-- START OF Listing --

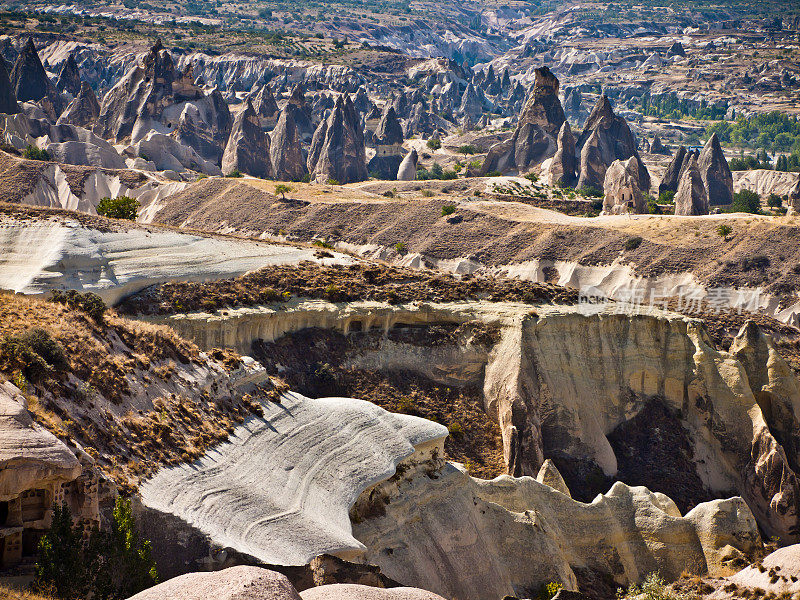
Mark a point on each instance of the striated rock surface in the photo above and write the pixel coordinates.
(389, 152)
(29, 80)
(248, 148)
(672, 176)
(29, 454)
(462, 537)
(563, 167)
(337, 150)
(716, 174)
(286, 150)
(653, 370)
(550, 476)
(69, 79)
(83, 110)
(691, 198)
(40, 255)
(8, 99)
(623, 189)
(140, 98)
(293, 476)
(408, 168)
(609, 138)
(534, 139)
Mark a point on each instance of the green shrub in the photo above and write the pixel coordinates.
(588, 191)
(61, 568)
(633, 243)
(745, 201)
(90, 303)
(456, 429)
(33, 153)
(282, 189)
(122, 207)
(34, 354)
(549, 590)
(666, 197)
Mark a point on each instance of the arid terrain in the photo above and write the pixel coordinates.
(399, 300)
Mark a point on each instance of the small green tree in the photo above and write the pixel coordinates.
(60, 569)
(282, 189)
(122, 207)
(120, 564)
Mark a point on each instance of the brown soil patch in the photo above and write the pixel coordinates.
(363, 281)
(117, 358)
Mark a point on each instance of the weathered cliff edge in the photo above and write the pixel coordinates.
(561, 379)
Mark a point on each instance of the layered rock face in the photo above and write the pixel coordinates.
(286, 150)
(83, 110)
(691, 198)
(389, 146)
(143, 94)
(563, 167)
(337, 150)
(606, 137)
(534, 139)
(248, 148)
(8, 99)
(29, 80)
(69, 79)
(716, 174)
(408, 168)
(623, 189)
(544, 366)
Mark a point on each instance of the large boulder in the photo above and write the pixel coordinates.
(204, 125)
(563, 167)
(248, 148)
(350, 591)
(611, 139)
(286, 151)
(337, 150)
(534, 139)
(389, 150)
(30, 81)
(716, 174)
(691, 198)
(623, 191)
(235, 583)
(83, 110)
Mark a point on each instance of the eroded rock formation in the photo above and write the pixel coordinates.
(248, 148)
(606, 137)
(286, 150)
(716, 174)
(337, 150)
(534, 139)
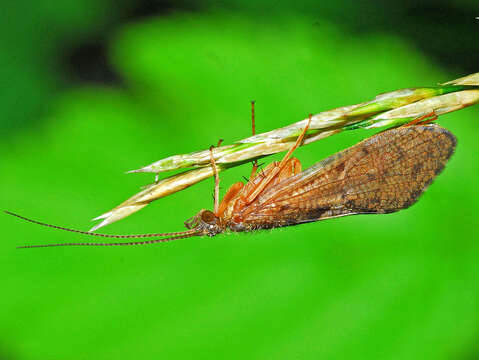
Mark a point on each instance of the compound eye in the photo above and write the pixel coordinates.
(208, 217)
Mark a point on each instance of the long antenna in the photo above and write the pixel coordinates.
(172, 235)
(190, 234)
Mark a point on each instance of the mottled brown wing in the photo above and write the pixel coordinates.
(384, 173)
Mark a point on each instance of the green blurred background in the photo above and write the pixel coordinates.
(93, 88)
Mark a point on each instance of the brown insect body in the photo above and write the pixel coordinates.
(382, 174)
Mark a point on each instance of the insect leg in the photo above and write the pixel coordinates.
(253, 131)
(217, 178)
(277, 168)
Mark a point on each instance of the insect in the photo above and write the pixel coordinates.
(382, 174)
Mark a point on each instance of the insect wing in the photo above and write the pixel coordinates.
(382, 174)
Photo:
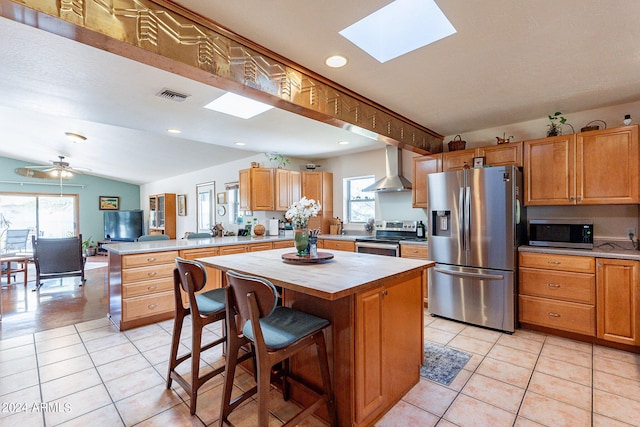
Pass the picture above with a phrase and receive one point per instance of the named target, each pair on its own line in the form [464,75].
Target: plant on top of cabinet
[279,160]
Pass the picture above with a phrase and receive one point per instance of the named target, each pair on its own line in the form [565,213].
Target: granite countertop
[127,248]
[617,249]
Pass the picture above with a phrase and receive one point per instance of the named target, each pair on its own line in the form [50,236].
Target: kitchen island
[374,304]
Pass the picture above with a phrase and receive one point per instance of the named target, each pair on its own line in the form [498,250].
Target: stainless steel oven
[387,238]
[378,248]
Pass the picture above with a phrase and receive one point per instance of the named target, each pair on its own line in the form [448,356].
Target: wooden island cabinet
[375,341]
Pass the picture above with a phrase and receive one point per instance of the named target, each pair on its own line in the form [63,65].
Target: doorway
[44,215]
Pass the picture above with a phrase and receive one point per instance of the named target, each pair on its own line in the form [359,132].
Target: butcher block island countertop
[375,306]
[344,275]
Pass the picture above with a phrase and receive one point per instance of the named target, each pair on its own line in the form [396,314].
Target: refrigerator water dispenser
[441,221]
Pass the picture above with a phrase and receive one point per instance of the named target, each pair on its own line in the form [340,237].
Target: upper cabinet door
[549,177]
[421,168]
[501,154]
[607,166]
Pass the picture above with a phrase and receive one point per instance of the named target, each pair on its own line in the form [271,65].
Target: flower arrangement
[300,212]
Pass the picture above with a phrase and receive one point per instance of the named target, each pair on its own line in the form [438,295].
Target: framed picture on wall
[182,204]
[221,198]
[109,203]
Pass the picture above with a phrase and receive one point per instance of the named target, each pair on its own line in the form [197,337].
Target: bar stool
[205,308]
[275,334]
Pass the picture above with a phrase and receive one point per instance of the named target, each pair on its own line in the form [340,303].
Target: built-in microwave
[561,233]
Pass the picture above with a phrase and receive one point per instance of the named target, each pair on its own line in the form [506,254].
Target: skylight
[237,106]
[399,28]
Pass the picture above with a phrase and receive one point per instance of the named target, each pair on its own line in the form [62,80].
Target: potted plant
[89,246]
[279,159]
[556,121]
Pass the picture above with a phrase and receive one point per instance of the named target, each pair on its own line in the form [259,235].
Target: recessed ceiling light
[422,23]
[238,106]
[75,137]
[336,61]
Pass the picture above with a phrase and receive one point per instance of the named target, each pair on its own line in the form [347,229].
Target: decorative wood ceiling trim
[167,36]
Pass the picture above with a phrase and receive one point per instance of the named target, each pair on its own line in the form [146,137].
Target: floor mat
[442,364]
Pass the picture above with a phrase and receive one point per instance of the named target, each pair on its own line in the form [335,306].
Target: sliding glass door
[43,215]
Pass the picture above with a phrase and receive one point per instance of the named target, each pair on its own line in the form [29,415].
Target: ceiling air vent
[172,95]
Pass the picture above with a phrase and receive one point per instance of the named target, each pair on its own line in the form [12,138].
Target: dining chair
[204,308]
[274,333]
[58,258]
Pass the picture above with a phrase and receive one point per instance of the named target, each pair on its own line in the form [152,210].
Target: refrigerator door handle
[467,217]
[461,219]
[467,274]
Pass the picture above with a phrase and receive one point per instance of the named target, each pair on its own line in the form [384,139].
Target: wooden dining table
[375,306]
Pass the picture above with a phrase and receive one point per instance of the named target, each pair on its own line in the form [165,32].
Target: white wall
[534,129]
[610,221]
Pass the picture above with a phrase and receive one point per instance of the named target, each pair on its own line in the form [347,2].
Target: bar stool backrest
[192,271]
[241,286]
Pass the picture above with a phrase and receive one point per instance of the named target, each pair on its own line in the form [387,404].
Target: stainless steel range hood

-- END OF Listing --

Rewrite all of the lines above as a numbered list, skipping any blank lines. Leave the pictures out of your answer.

1. Mark a point on each instance of the striated rock surface in the photo above and write the pixel coordinates.
2. (389, 152)
3. (29, 80)
4. (248, 148)
5. (672, 176)
6. (29, 454)
7. (462, 537)
8. (563, 167)
9. (337, 150)
10. (716, 174)
11. (286, 150)
12. (653, 370)
13. (550, 476)
14. (69, 79)
15. (83, 110)
16. (691, 198)
17. (40, 255)
18. (8, 99)
19. (623, 189)
20. (140, 98)
21. (293, 476)
22. (408, 168)
23. (609, 138)
24. (534, 139)
25. Mark a point on each instance of the green shrub in the photo above and write the pixel coordinates.
26. (588, 191)
27. (61, 568)
28. (633, 243)
29. (745, 201)
30. (90, 303)
31. (456, 429)
32. (33, 153)
33. (282, 189)
34. (122, 207)
35. (34, 354)
36. (549, 590)
37. (666, 197)
38. Mark a point on each instance of the arid terrain in the photo above and write the pixel coordinates.
39. (399, 300)
40. Mark a point on each instance of the small green tree in the photo above and write the pixel coordinates.
41. (60, 569)
42. (282, 189)
43. (122, 207)
44. (120, 564)
45. Mark a point on each instance of the brown soil patch in the photo above and write the pixel coordinates.
46. (363, 281)
47. (117, 358)
48. Mark a point on each instance of the weathered cliff edge in the photo above and write the pixel coordinates.
49. (561, 379)
50. Mark a point on each instance of the layered rock face in the photo above and write the pixel coordinates.
51. (286, 150)
52. (83, 110)
53. (691, 198)
54. (389, 146)
55. (143, 94)
56. (563, 167)
57. (337, 150)
58. (606, 137)
59. (534, 139)
60. (248, 148)
61. (8, 99)
62. (29, 80)
63. (69, 79)
64. (716, 174)
65. (408, 168)
66. (623, 189)
67. (544, 366)
68. Mark a point on each instance of the large boulder in the photo above and write the pixel coordinates.
69. (204, 125)
70. (563, 167)
71. (248, 148)
72. (350, 591)
73. (611, 139)
74. (286, 151)
75. (337, 150)
76. (534, 139)
77. (389, 150)
78. (30, 81)
79. (716, 174)
80. (691, 198)
81. (623, 191)
82. (235, 583)
83. (83, 110)
84. Mark a point on each instance of the eroded rock formation in the photo above and write the pixel coordinates.
85. (248, 148)
86. (606, 137)
87. (286, 150)
88. (716, 174)
89. (337, 150)
90. (534, 139)
91. Mark a point on each instance of the compound eye in the photo above and write the pixel coordinates.
92. (208, 217)
93. Mark a point on each instance of the long antenna in the photo above and write the pixel coordinates.
94. (172, 235)
95. (190, 234)
96. Mark a point on each instance of the mottled brown wing in the photo above and write the pixel coordinates.
97. (384, 173)
98. Mark a point on each instance of the green blurred background in the photo above and write the pixel coordinates.
99. (93, 88)
100. Mark a point on each instance of the brown insect body in the photo above and write the pixel coordinates.
101. (382, 174)
102. Mark a point on each instance of the insect leg in the photo above and write the pixel coordinates.
103. (253, 131)
104. (217, 178)
105. (277, 168)
106. Mark a point on each instance of the insect in the photo above and write the pixel coordinates.
107. (382, 174)
108. Mark a point on each instance of the insect wing in the photo above and write the pixel coordinates.
109. (382, 174)
110. Photo:
111. Pass the picture above with a phrase and receive one point per instance of the named target, each pair on its own line in the form [464,75].
112. Target: plant on top of cabinet
113. [279,160]
114. Pass the picture above with a phrase and receive one point per instance of the named target, each pair on its own line in the form [565,213].
115. Target: granite countertop
116. [127,248]
117. [617,249]
118. Pass the picture above with a phrase and receive one point per instance of the named target, each pair on its own line in the form [50,236].
119. Target: kitchen island
120. [374,304]
121. Pass the picture above with a phrase and receive one point per instance of the named target, each pair on its own line in the form [498,250].
122. Target: stainless steel oven
123. [387,238]
124. [378,248]
125. Pass the picture above with a phrase and receive one point per instance of the named target, each pair on its own line in the form [448,356].
126. Target: wooden island cabinet
127. [375,341]
128. Pass the picture above with a phrase and receive one point per instance of the named target, each pair on its own line in the form [63,65].
129. Target: doorway
130. [44,215]
131. Pass the picture above with a phrase and receive one point per instance of the named target, each pair on its own line in the form [359,132].
132. Target: butcher block island countertop
133. [375,306]
134. [344,275]
135. Pass the picture above with a phrase and receive one point per instance of the named target, each pair on its own line in the form [396,314].
136. Target: refrigerator water dispenser
137. [441,221]
138. Pass the picture above with a phrase and receive one point per instance of the named target, each pair on its own line in the form [340,237].
139. Target: upper cabinet door
140. [549,177]
141. [421,168]
142. [501,154]
143. [607,166]
144. Pass the picture above with a phrase and receive one point per instance of the named target, each pair on its own line in the form [271,65].
145. Target: flower arrangement
146. [300,212]
147. Pass the picture above with a phrase and receive one point per instance of the named target, each pair on its own line in the form [438,295].
148. Target: framed picture on wall
149. [182,204]
150. [221,198]
151. [109,203]
152. Pass the picture above with a phrase and receive one point per instance of the named target, each pair on its own line in the form [197,337].
153. Target: bar stool
154. [205,308]
155. [275,334]
156. Pass the picture above with a phrase and receive one point per instance of the named target, each pair on its own line in the form [340,303].
157. Target: built-in microwave
158. [561,233]
159. Pass the picture above with a phrase and receive one point per instance of the named target, each pair on its own line in the form [506,254].
160. Target: skylight
161. [237,106]
162. [399,28]
163. Pass the picture above with a phrase and receive one point per instance of the named target, each pair on its own line in the form [62,80].
164. Target: potted plant
165. [89,246]
166. [279,159]
167. [556,121]
168. Pass the picture above with a phrase and receive one point per instance of the named target, each pair on its own line in the form [259,235].
169. Target: recessed ceiling light
170. [422,23]
171. [238,106]
172. [75,137]
173. [336,61]
174. Pass the picture above with a phrase and receive one point per instance of the named target, each pair on its own line in the form [347,229].
175. Target: decorative wood ceiling trim
176. [167,36]
177. Pass the picture above with a phrase and receive one point per instance of the named target, each pair on its own line in the form [146,137].
178. Target: floor mat
179. [442,364]
180. Pass the picture above with a phrase and receive one point per instance of the named target, each pair on its own line in the form [335,306].
181. Target: sliding glass door
182. [43,215]
183. Pass the picture above with a phrase and receive one point per instance of the named target, each pair on its own line in the form [29,415].
184. Target: ceiling air vent
185. [172,95]
186. Pass the picture above with a phrase and receive one point per instance of the named target, each pair on its own line in the form [12,138].
187. Target: dining chair
188. [204,308]
189. [274,333]
190. [58,258]
191. Pass the picture above with a phrase and receive one point per instance of the named target, each pair on its own line in the form [152,210].
192. Target: refrigerator door handle
193. [467,217]
194. [461,219]
195. [467,274]
196. Pass the picture above with a phrase and receive one point per instance of the named target, each pair on its own line in the form [384,139].
197. Target: wooden dining table
198. [375,306]
199. Pass the picture above with a phrase and receive one point per instance of the named target, each pair on its own line in the form [165,32].
200. Target: white wall
201. [534,129]
202. [610,221]
203. Pass the picture above with a phrase and receive one point per instance of the named target, each pair on its own line in the form [347,2].
204. Target: bar stool backrest
205. [192,271]
206. [241,286]
207. Pass the picture above with a phrase and receive one point per instance of the named target, each pair on its own line in the form [387,404].
208. Target: stainless steel range hood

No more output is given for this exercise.